Selected extract.
_ _ _ _ _

No End in Sight for 12-year-long Land Dispute
Khmer Times/Aisha Down
Sunday, 31 January 2016
Four
indigenous Tampoun villagers from Pa’oh village were questioned in
Ratanakkiri provincial court again on Thursday, as criminal
investigations continue regarding 11 suspects in a land dispute that has
now lasted over a decade. The charges this time are encroachment.
Kwai
Lal, Kwah Thieuv, Kwah Chieuv, Rocham Phen, and seven others from Pa’oh
face up to two years in prison if they are convicted of trespassing on
land in Bar Kaev district’s Keh Chong that they maintain is theirs.
After nine years of being called to court repeatedly, the men say they
are exhausted, and still afraid of sudden arrest each time they make the
fifty-kilometer journey to Ban Lung. But, with fields of rubber
surrounding all but one side of their village, they say they have no
choice but to protect what they have left.
The
trouble started in 2004, says Thieng Vy, a schoolteacher in Pa’oh and
one of the accused. Their village had been on the land since 1979,
subsisting on traditional rotating agriculture, moving their fields
every two to three years according to Tampoun custom.
In
2004, he says, outsiders from three nearby Khmer villages, Lakhon,
Lahon, and Sakrieng, began to encroach on some 184 hectares of Pa’oh’s
land.
“They
were cutting wood for someone quite wealthy,” says Mr. Vy. “Before, the
land had a lot of forest on it, as well as our fields.”
Pa’oh’s
villagers tried to fight back, seizing and confiscating chainsaws and
giving them to the Forestry Administration. Khmer villagers from nearby
kept on cutting. “They went at our trees with knives and saws,” says Mr.
Vy.
In
2007, when most of the wood in the area had been cut, villagers from
Lakhon, Lahon, and Sakrieng then sold the land to a private rubber
company owned by a Khmer man from Phnom Penh, Ly Sokhim. Mr. Vy says the
land went for $600 a hectare. Jang Phong, the company’s representative,
says the 2007 price was $390 a hectare.
After
the sale, Mr. Sokhim cleared and planted rubber on about 114 hectares
of the land around Pa’oh. Seven families in Pa’oh demonstrated at the
provincial court to try to prevent him, but, says Mr. Vy, no one helped
or solved the issue.
“He
cleared it all, cut down cashews and burned rice we had there, and then
planted rubber,” says Rocham Phen, another man facing charges.
However,
when Mr. Sokhim tried to clear the 70 remaining hectares, a swath of
land 10 meters from the boundary of the village claimed by the villagers
of Lahon, a few people from Pa’oh steadily prevented him.
“We’d planted cashews there, cashews that were 15 to 16 years old already,” says Mr. Vy.
In the nine years since 2007, overseers of Mr. Sokhim’s company have shown up at the site nearly 20 times, says Mr. Phen.
“When
they come, they have a nice car—ten of them in it,” says Mr. Vy. “They
bring building materials to the site. When they come? We gather
together, and we ask them to leave. We do not use violence, and we do
not threaten them. We just say, ‘you can’t put those materials here.’”

_ _ _ _ _

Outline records
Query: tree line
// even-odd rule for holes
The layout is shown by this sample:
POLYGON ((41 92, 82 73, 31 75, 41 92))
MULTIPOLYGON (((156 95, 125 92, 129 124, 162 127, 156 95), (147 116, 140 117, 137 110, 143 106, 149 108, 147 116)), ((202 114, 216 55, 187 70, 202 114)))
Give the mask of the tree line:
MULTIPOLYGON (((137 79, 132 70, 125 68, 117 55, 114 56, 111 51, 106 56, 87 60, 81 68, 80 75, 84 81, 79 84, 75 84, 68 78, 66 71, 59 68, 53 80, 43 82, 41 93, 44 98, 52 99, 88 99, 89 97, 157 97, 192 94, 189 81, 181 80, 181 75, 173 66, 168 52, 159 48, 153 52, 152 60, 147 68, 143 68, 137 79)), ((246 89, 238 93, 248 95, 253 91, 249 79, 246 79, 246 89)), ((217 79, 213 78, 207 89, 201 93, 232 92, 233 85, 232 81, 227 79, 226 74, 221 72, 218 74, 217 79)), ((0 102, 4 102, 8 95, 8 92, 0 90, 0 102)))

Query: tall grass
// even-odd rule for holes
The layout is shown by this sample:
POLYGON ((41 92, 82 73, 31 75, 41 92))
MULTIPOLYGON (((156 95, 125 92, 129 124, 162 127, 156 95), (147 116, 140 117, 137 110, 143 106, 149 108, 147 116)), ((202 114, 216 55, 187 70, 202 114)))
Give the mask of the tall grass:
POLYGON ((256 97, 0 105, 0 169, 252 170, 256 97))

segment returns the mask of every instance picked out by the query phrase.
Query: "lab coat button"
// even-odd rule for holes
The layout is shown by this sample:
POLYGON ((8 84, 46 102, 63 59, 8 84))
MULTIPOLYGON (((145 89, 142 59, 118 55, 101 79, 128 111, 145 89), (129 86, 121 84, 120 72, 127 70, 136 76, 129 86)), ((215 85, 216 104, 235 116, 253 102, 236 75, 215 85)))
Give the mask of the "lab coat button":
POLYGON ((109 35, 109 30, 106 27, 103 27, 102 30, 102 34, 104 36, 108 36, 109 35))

_ _ _ _ _

To-do list.
a) According to the article on the Pa'oh land dispute, what price per hectare does the company's representative give for the 2007 sale?
b) Continue the article on the Pa'oh land dispute from the point where it ends.

The replies.
a) $390 a hectare.

b)
Ordinarily,
in a case like this, says Chey Mealea, Vice President of the
Ratanakkiri court, the court works to help find a lawyer for the
affected parties, and then to send the case to the Ministry of
Agriculture and the Ministry of Land Cantonment, which are responsible
for resolving land titling issues.
However,
says Chhay Thi, Adhoc’s provincial coordinator, while Adhoc and the
court initially found a lawyer and attempted to pass the case onward,
representatives of Mr. Sokhim have continuously brought criminal charges
in order to keep the case in the court.
“Jang
Phong, the company representative, has been finding stories all along,”
says Mr. Thi. “Violence, threats, and encroachment.”
In
2010, one villager was jailed for six months after he refused to give
over five hectares of the affected land or accept money from the
company. When released, he fled Ratanakkiri. “He’s too afraid to
return,” says Mr. Thi.Jang Phong, Mr. Sokhim’s representative, has no
comment on the number of criminal charges against the villagers. “The
land is ours,” he says. “We have all the correct documents from the
village of Lahon. The villagers from Pa’oh are encroaching.”
The
six men can no longer count the number of times they have been to
court. The journey is expensive and far, and the possibility of
resolution is nowhere in sight. On Thursday, they arrived at 9 in the
morning with no money left over for rice. An investigating judge on the
case bought them lunch.
“We’re
so afraid every time we come. We don’t know, each time, what will
happen—will we be arrested? It’s hard to keep coming. It’s hard on my
work, and I don’t have the money for the trip,” says Thieng Blain, one
of the accused. “I’m too old to do anything but plant potatoes now. I
borrow a moto to go back and forth, and I borrow money for my gas.”
The
court cannot say when the case might be tried. It’s been passed from
judge to judge for years, and the new judge on the case has only worked
on it for two months. “You can’t solve a land issue quickly,” says Mr.
Mealea.
Villagers
say that the new judge has encouraged them to pass the case back to the
elders of Lahon village and Pa’oh village, to re-discuss the old
boundary line. Mr. Thi is doubtful that this will work.
There
might be another way out. A month ago, in front of the court, they say
that they were offered $20,000 for the remaining land by someone
connected with the company. Mr. Phong will not confirm the offer, though
other sources have, saying that it was Adhoc’s idea to settle.
Pa’oh
is a village of 118 families now. It is surrounded by even rows of
rubber trees that stretch for kilometers—some are Mr. Sokhim’s, some
belong to other companies. On a small stretch across the road from the
village houses, there is a clear field with a patch of cashew trees at
the end of it. This is the land the villagers have been protecting.
They
can’t imagine accepting $10,000 per meter squared, he says, let alone
what amounts to a little less than $300—a fraction of the yield of a
year’s cashew crop—per hectare.
“We
need land to live on,” says Kwah Lal, one of the suspects, “and land to
support our children and grandchildren. We can’t take their money.”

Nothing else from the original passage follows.